### 課題文
以下の項目から、文字列「hand」を含む行をすべて示してください。

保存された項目
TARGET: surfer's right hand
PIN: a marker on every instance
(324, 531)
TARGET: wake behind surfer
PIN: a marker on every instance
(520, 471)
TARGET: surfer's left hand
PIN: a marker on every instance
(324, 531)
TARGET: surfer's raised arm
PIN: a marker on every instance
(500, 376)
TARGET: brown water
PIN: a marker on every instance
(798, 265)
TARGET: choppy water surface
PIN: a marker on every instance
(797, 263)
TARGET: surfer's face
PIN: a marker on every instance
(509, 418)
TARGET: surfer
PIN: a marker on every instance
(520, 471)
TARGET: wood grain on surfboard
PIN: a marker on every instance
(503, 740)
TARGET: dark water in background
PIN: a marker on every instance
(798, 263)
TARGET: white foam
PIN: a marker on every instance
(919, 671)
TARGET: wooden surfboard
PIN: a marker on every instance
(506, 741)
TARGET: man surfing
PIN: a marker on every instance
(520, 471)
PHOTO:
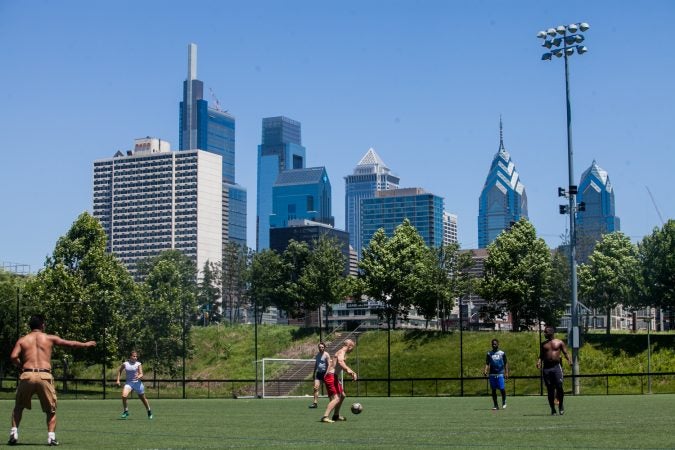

### 解答
TARGET: surfer's right hand
TARGET: surfer's left hand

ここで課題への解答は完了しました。